- _WHAT YOU WILL DO_:
a) Reproduce the forum thread from "I coded the same as" to "loops in G.", substituting "DFS" for "BFS".
b) Proceed with the forum thread on XOR labellings, writing on from its final post.

- _DOCUMENT SECTION_:

○ ○ ○ ○

Nice problem set firstly. I coded the same solution as mentioned in the editorial except for this part please help me in getting this…
Let’s suppose, that (X1, X2, …, XN) is the least lexicographically valid sequence of X’s. Then we can just assign each Xi = Xi xor (K - 1) and get the K’th lexicographically valid sequence of X’s. This little trick works because ( XUj xor (K - 1) ) xor ( XVj xor (K - 1) ) = XUj xor XVj = Yj.
To look out if there was “less than K valid labellings” was just another trick question, because if there is one valid labelling then there are 2^32 valid labellings (which is greater than K <= 10^9).
I coded the same as mentioned in the editorial during the contest … (Except the part that i used recursion in my code ) … Then i coded it only using BFS and got AC for now but i want to know why my previous code giving WA … It should produce some veridict link Rumtime error or something … So, please can anyone of you look at this code and tell me where it is going wrong…
How do we prove that assigning Xi = Xi XOR (K-1) will produce Kth lexicographically smallest sequence? I understand that Xi < Xi+1 < Xi+2 < … but how XOR with K-1 will produce Kth lexicographically smallest sequence?
Can someone give an example input where contradictions would arise? I don’t see how it’s possible if there are no loops in G.
EDIT
Wiki definition of a loop: “In graph theory, a loop (also called a self-loop or a “buckle”) is an edge that connects a vertex to itself.” Loop (graph theory) - Wikipedia
Not synonymous with a cycle: “In graph theory, there are two different types of object called cycles; a closed walk and a simple cycle. A closed walk consists of a sequence of vertices starting and ending at the same vertex, with each two consecutive vertices in the sequence adjacent to each other in the graph. A simple cycle, also called a circle or polygon, is a closed walk with no repetitions of vertices and edges allowed, other than the repetition of the starting and ending vertex.” Cycle (graph theory) - Wikipedia
consider the sequence (X1, X2, …, XN) as a number in the form x1x2x3…xN now to find least lexicographic number we should take x1=0 and solve for rest (we are finding the number with 0 as first digit)… so the second lexicographic number would be starting with 1 => x1=1 and so on… so to find the kth lexicographic sequence we xor the whole digits(sequence) with k-1
Yeah, you should do this only in the connected component with the maximal possible minimal vertex, while in the other part of graph you should find the minimal valid sequence.

○ ○ ○ ○

- _SUPPLIED INFORMATION_:
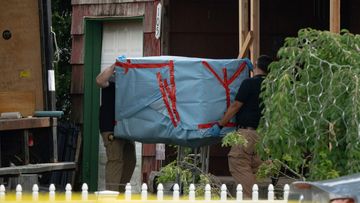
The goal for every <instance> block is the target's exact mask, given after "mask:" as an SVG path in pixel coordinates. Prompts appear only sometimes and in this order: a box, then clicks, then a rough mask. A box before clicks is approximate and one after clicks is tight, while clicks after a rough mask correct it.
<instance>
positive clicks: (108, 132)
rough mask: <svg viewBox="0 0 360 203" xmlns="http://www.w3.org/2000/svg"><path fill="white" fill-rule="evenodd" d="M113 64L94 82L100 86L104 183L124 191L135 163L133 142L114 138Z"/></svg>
mask: <svg viewBox="0 0 360 203" xmlns="http://www.w3.org/2000/svg"><path fill="white" fill-rule="evenodd" d="M114 70H115V65H114V64H113V65H111V66H110V67H107V68H106V69H104V70H103V71H102V72H101V73H100V74H99V75H98V76H97V77H96V83H97V85H98V86H99V87H101V88H102V92H101V106H100V114H99V128H100V133H101V137H102V139H103V142H104V146H105V149H106V156H107V162H106V166H105V183H106V189H107V190H114V191H124V186H125V185H126V183H128V182H130V179H131V176H132V174H133V172H134V168H135V164H136V156H135V146H134V142H131V141H128V140H124V139H120V138H115V137H114V124H115V82H114V78H113V73H114Z"/></svg>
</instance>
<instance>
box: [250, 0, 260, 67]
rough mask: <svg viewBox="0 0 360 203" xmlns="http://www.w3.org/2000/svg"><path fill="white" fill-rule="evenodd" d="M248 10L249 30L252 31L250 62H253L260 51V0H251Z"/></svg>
mask: <svg viewBox="0 0 360 203" xmlns="http://www.w3.org/2000/svg"><path fill="white" fill-rule="evenodd" d="M250 12H251V19H250V30H251V31H253V42H252V44H251V46H250V55H251V61H252V63H253V64H255V61H256V59H257V58H258V57H259V53H260V0H251V3H250Z"/></svg>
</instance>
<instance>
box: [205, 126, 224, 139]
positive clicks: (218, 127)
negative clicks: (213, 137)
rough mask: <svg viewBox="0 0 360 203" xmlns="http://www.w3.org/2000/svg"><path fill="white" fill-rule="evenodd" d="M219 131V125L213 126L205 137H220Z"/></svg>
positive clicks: (207, 132)
mask: <svg viewBox="0 0 360 203" xmlns="http://www.w3.org/2000/svg"><path fill="white" fill-rule="evenodd" d="M220 131H221V128H220V126H219V124H215V125H213V126H212V127H211V128H209V129H208V130H207V131H206V132H205V135H206V136H207V137H220Z"/></svg>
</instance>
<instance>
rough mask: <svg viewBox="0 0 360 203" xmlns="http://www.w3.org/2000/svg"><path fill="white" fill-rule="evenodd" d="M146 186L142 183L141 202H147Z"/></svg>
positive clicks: (144, 184) (141, 189)
mask: <svg viewBox="0 0 360 203" xmlns="http://www.w3.org/2000/svg"><path fill="white" fill-rule="evenodd" d="M147 189H148V188H147V185H146V183H143V184H142V185H141V200H147Z"/></svg>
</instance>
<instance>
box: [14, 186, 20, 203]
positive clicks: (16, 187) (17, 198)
mask: <svg viewBox="0 0 360 203" xmlns="http://www.w3.org/2000/svg"><path fill="white" fill-rule="evenodd" d="M15 190H16V201H20V200H21V198H22V187H21V185H20V184H17V185H16V189H15Z"/></svg>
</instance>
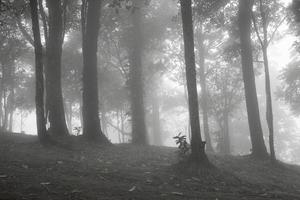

○ ○ ○ ○

- _RESPONSES IN ORDER_:
a)
I coded the same as mentioned in the editorial during the contest … (Except the part that i used recursion in my code ) … Then i coded it only using DFS and got AC for now but i want to know why my previous code giving WA … It should produce some veridict link Rumtime error or something … So, please can anyone of you look at this code and tell me where it is going wrong…
How do we prove that assigning Xi = Xi XOR (K-1) will produce Kth lexicographically smallest sequence? I understand that Xi < Xi+1 < Xi+2 < … but how XOR with K-1 will produce Kth lexicographically smallest sequence?
Can someone give an example input where contradictions would arise? I don’t see how it’s possible if there are no loops in G.

b)
Let me try to explain this to you. Forget about the tree and Xor operation for this time. Suppose you need to produce the Kth lexographical sequence of N numbers .
00000000000… upto N numbers will be the first seq. agree?
00000000000…1(nth number)will be the second seq. agree?
00000000000…2 (with nth number) will be the third seq. agree?
and so on you can simply find the kth sequence following the same
order…
00000000000…K-1(nth number) will be K th lexo… sequence…
Agreed. But how is it ensured that after Xor, the sequence is Kth smallest?
I agree that once you find the (lexicographically) smallest sequence (X1,X2,…Xn), there are infinite (or 2^32) solutions which can be obtained by Xoring each with a constant.
But after Xoring, numbers can change.
If a < b, then how is it guaranteed that a Xor K < b Xor K?
If you can prove this, then everything will follow.
Thanks for responding.